Text shown:
Audio-visual Technology for Conversation Scene Analysis

Kazuhiro Otsuka and Shoko Araki


This article overviews recent research progress toward understanding human communication scenes with multimodal information including audio and video in the Media Processing Laboratory of NTT Communication Science Laboratories. First, it briefly introduces our motivation and goal and the background of the research field. Second, it describes the latest advances in audio technology including voice activity detection and in computer vision technology including visual head pose tracking. Third, it presents our realtime multimodal system for analyzing human conversation scenes that combines audio and vision technologies. Finally, it discusses future work and potential application areas.

NTT Communication Science Laboratories
Atsugi-shi, 243-0198 Japan

1. Introduction

Face-to-face conversation is one of the most basic forms of communication in daily life and group meetings are used for conveying/sharing information, understanding others’ intentions/emotions, and making decisions. To develop information and communications technology that can support our communication in a face-to-face setting and/or remote meetings, it is important to understand how we communicate with each other and what kinds of behavior must be conveyed in messages for communications to be successful. To answer these questions, we have focused on nonverbal messages/behaviors that appear in face-to-face conversations because psychologists have suggested that they play important roles in human communications [1]. Nonverbal messages are expressed by nonverbal behaviors in multimodal channels such as eye gaze, facial expressions, head motion, hand gestures, body posture, and prosody. Therefore, it is expected that conversation scenes can be largely understood by observing people’s nonverbal behaviors with sensing devices such as cameras and microphones.

From the abovementioned viewpoint, we have been working on audio and vision technologies and their integration in order to understand human-human conversation scenes. We call the task here conversation scene analysis; its goal is to provide automatic description of conversation scenes in terms of 6W1H, i.e., Who, When, Where, Whom, What, Why, and How. By combining some 6W1H questions, we can define a number of problems from low-level (close to physical behavior) to high-level (contextual and social level) ones. For example, who is speaking is the most essential question and is called the speaker detection problem. The combination of Who and When yields problems called speaker diarization, i.e., who is speaking when. So far, speaker diarization has been a central problem in the field of audio-based communication analysis. Furthermore, the question of who is talking to whom and when requires multimodal information because the direction of addressing cannot be detected from only the audio signal, but is indicated by visual behaviors such as gaze, face direction, and body pose. Moreover, What involves the content of the conversation, which is mainly carried by the verbal modality. How questions are related to the emotions and attitudes of people, and Why questions require total understanding of the context of the conversations.

What to work on:
[A] According to the article on conversation scene analysis, what is the problem of who is speaking when called?
[B] Pick up the article on conversation scene analysis right after its last sentence and keep writing.
None of this work draws on the records.

[Data lines]
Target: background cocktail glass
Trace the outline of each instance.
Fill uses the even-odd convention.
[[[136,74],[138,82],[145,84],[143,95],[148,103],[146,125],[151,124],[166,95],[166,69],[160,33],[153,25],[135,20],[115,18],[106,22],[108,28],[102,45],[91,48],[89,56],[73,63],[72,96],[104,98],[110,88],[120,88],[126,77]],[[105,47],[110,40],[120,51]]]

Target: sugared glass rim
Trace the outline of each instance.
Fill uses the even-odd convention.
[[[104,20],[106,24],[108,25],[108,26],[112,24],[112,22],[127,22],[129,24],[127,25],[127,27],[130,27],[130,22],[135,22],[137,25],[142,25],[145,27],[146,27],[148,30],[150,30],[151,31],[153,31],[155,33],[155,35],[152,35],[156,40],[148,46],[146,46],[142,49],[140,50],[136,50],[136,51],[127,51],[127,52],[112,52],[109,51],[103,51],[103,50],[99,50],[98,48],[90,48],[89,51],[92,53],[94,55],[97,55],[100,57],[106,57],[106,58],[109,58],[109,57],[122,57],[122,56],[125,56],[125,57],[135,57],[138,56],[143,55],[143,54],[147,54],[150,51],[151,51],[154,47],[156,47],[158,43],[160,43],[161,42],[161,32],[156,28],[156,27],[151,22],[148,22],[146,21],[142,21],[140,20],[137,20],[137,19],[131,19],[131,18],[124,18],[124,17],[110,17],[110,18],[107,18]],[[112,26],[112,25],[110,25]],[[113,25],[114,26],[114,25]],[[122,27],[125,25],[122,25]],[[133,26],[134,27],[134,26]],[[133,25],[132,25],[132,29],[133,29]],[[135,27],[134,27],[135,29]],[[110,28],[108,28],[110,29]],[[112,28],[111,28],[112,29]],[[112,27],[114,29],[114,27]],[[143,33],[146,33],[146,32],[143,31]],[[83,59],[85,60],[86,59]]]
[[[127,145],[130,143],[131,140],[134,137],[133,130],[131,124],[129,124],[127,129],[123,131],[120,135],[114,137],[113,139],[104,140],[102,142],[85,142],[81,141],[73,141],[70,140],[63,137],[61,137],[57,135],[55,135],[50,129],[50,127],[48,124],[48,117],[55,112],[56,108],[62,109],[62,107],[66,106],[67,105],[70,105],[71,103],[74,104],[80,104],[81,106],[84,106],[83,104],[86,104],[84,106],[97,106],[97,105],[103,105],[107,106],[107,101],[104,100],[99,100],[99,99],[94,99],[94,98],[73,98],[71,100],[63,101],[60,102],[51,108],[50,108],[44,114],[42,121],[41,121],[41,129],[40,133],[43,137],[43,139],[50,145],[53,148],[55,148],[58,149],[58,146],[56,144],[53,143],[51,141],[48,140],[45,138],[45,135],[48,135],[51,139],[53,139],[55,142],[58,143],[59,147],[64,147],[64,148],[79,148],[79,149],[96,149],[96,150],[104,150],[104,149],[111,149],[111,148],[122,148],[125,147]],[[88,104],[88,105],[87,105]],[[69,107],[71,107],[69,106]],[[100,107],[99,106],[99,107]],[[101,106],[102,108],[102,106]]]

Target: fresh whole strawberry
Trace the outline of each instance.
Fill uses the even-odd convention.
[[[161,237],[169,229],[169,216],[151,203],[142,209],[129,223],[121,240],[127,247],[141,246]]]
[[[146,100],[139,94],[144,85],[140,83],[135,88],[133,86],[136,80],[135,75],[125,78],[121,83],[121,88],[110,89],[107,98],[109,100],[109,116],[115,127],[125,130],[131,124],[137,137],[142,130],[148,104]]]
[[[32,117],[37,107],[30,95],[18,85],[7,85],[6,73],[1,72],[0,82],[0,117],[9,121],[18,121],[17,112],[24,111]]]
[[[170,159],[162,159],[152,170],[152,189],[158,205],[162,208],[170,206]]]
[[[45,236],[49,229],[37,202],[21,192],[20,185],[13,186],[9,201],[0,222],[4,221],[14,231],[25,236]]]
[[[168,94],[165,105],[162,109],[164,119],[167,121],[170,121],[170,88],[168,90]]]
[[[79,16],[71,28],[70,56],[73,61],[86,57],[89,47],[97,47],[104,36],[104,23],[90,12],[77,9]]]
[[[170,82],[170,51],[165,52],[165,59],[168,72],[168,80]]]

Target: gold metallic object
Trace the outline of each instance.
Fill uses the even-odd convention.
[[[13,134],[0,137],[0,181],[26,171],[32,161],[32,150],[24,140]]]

Outputs in order:
[A] Speaker diarization.

[B]
As the initial step to conversation scene analysis, our research groups have focused on lower-level problems such as who is speaking when, who is talking to whom, and who responds to whom, when, and how. This article introduces some of our recent research progress. Section 2 overviews the component technologies of audio, visual, and multimodal processing. Section 3 describes a demonstration system of realtime conversation scene analysis based on multimodal integration. Section 4 discuss future works and conclude this article.

2. Audio-visual component technology

To capture nonverbal behaviors appearing in face-to-face meeting situations, our groups have been developing component technologies for analyzing audio, visual, and multimodal data. Audio technology is mainly being developed in the signal processing group in the Media Information Laboratory in NTT Communication Science Labs. Vision and multimodal technologies are mainly being developed in the Media Recognition Group.

2.1 Audio technology

Audio-related nonverbal behaviors include the presence/absence of utterances, prosody, stressing, and rate of speech. Among them we have achieved automatic detection of the presence/absence of utterances in a meeting situation. Currently, we aim to estimate who is speaking when in a meeting. As mentioned in the introduction, the estimation of who is speaking when is an essential technique for conversation scene analysis, and it is termed speaker diarization.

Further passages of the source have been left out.